Except as described in this Supplement, the information disclosed in the Proxy Statement remains in full force. To the extent that
information in this Supplement differs from information disclosed in the Proxy Statement, the information in this Supplement will apply.
THE PROXY STATEMENT CONTAINS IMPORTANT ADDITIONAL INFORMATION AND THIS SUPPLEMENT SHOULD BE READ IN CONJUNCTION WITH
THE PROXY STATEMENT.
The purpose of this Supplement is to withdraw the proposal for shareholders to approve additional equity grants to certain of the
Company’s directors and certain changes to the Company’s director compensation package, all in compliance with the Company's Compensation Policy (“Proposal 3”). The Company is no longer pursuing shareholder approval of Proposal 3. The Company
will hold the Annual Meeting as previously scheduled, and at the Annual Meeting, the Company intends to hold the vote on all matters in the Proxy Statement, except Proposal 3. No vote will be taken with respect to Proposal 3 at the Annual
Meeting. Therefore, any votes cast regarding Proposal 3 will neither be tabulated nor reported.

(Dataset excerpts)
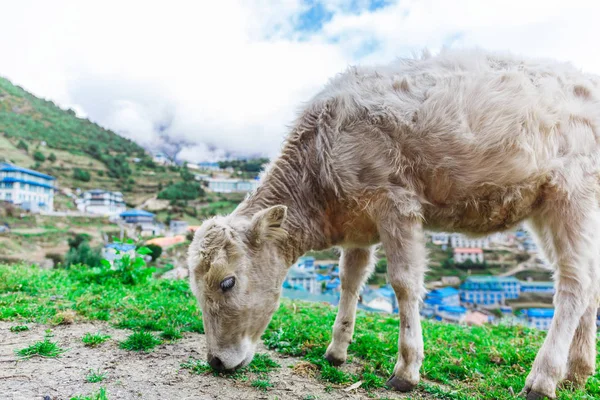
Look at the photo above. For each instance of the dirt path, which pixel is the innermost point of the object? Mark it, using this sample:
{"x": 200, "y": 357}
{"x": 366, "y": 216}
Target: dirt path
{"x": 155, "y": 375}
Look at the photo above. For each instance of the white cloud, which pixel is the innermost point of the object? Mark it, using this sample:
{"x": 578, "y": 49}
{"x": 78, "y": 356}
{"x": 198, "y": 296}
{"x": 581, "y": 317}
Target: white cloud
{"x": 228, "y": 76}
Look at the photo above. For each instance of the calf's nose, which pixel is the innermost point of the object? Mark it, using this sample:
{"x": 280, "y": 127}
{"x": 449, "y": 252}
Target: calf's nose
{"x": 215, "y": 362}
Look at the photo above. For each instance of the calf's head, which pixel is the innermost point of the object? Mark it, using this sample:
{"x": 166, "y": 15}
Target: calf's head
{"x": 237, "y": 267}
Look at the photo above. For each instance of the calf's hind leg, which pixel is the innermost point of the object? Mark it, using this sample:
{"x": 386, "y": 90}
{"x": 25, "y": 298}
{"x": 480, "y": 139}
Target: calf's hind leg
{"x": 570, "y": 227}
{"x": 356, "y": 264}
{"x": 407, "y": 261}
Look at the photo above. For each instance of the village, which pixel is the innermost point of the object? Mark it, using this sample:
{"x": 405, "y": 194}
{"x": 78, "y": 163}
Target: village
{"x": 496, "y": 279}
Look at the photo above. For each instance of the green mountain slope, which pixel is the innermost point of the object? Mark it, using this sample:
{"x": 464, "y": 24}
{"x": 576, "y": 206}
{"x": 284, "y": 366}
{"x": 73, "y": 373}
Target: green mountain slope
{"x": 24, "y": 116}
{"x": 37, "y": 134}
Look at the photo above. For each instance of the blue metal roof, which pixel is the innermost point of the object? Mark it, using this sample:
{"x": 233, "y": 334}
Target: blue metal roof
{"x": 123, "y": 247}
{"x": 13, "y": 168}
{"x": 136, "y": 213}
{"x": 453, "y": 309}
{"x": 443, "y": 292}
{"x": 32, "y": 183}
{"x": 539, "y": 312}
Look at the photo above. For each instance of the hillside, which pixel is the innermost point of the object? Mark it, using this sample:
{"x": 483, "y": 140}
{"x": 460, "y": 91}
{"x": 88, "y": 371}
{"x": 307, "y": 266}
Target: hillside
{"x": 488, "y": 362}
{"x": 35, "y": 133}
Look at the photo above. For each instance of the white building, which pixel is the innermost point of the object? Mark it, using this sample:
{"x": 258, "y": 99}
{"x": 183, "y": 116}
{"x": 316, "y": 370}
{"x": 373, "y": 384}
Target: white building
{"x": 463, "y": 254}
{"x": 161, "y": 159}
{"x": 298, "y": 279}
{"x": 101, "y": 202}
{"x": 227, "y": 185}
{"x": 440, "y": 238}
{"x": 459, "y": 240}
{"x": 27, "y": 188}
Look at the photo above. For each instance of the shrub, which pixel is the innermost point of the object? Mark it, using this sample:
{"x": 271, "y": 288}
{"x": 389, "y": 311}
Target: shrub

**TASKS TO COMPLETE**.
1/ Reproduce the passage of the proxy supplement text that opens with the words containing "Except as described" and closes with "THE PROXY STATEMENT.".
2/ According to the proxy supplement text, what will happen to any votes cast regarding Proposal 3?
3/ Go on with the proxy supplement text from the point where it stops.
None of the work draws on these rows.

**RESPONSES PER TASK**.
1/
Except as described in this Supplement, the information disclosed in the Proxy Statement remains in full force. To the extent that
information in this Supplement differs from information disclosed in the Proxy Statement, the information in this Supplement will apply.
THE PROXY STATEMENT CONTAINS IMPORTANT ADDITIONAL INFORMATION AND THIS SUPPLEMENT SHOULD BE READ IN CONJUNCTION WITH
THE PROXY STATEMENT.

2/ They will neither be tabulated nor reported.

3/
If you have questions about the Annual Meeting, need additional copies of the Proxy Statement or need to obtain proxy cards or other
information related to the proxy solicitation, you may contact the Corporate Secretary (or, in the absence thereof, by the Chief Executive Officer of the Company) at our registered office in Israel:
Kiryat Atidim,
Building 7,
Tel-Aviv, 6158002
Israel
Your vote is important. Instructions for voting your shares at the Annual Meeting are included in the Proxy
Statement. If you have previously voted your shares and do not wish to change your vote, you do not need to take any further action. If you have previously voted your shares, voting again will supersede your previous vote, regardless of how you
previously voted (i.e., by telephone, Internet or mail).